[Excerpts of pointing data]

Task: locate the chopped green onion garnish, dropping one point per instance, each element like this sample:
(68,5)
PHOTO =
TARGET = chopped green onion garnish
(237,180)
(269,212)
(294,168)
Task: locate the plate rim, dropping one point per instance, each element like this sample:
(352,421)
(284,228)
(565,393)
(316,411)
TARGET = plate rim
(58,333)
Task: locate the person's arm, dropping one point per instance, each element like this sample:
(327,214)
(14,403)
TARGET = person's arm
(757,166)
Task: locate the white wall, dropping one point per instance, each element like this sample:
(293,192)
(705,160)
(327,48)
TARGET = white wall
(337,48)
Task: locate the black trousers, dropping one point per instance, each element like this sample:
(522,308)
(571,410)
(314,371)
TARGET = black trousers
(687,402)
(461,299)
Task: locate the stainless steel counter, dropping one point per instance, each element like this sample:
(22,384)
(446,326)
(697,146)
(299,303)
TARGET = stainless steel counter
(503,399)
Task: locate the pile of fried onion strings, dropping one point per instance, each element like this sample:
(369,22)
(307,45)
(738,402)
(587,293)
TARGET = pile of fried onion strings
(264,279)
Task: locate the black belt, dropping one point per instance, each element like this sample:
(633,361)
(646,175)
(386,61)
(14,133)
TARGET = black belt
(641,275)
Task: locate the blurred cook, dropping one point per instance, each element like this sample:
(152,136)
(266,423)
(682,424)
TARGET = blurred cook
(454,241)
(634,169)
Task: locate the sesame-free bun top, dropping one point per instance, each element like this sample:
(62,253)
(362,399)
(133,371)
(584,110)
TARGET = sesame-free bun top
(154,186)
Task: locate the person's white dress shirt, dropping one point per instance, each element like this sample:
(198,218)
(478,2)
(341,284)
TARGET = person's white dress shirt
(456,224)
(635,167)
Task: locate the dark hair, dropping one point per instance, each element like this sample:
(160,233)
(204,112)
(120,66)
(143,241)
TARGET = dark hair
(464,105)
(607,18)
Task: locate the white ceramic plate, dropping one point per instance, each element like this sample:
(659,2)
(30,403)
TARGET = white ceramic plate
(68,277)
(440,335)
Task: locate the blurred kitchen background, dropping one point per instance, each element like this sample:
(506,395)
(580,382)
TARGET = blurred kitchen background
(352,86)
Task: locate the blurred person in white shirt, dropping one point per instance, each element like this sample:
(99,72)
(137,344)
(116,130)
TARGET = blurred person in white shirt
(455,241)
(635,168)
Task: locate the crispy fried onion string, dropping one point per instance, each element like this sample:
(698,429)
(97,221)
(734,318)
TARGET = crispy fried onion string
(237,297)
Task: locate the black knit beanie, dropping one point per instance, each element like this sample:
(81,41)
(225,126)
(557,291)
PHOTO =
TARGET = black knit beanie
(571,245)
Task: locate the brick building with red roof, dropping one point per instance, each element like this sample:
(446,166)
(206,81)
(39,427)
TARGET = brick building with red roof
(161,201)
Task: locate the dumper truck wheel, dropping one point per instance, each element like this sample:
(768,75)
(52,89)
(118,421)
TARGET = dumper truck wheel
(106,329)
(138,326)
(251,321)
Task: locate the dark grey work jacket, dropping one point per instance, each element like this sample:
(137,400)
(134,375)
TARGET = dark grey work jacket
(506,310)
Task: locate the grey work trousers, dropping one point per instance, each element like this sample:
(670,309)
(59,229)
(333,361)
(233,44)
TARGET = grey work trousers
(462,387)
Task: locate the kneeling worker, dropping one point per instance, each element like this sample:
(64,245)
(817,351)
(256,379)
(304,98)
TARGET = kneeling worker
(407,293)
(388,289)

_TO DO_. Reproduce exactly the lines from the one with "Task: locate the dark grey" through the end of the entries above, both ends included.

_SOLUTION FOR THIS TASK_.
Task: locate the dark grey work jacket, dropping one point per instance, each element like this sample:
(137,400)
(134,375)
TARGET = dark grey work jacket
(506,310)
Task: locate the grey work trousers, dropping one point per instance, each element like this sample:
(670,309)
(59,229)
(333,361)
(233,44)
TARGET = grey work trousers
(462,387)
Task: locate the kneeling worker, dropping one point per instance, each element like this sample:
(64,245)
(817,351)
(256,379)
(304,98)
TARGET = kneeling worker
(407,293)
(388,289)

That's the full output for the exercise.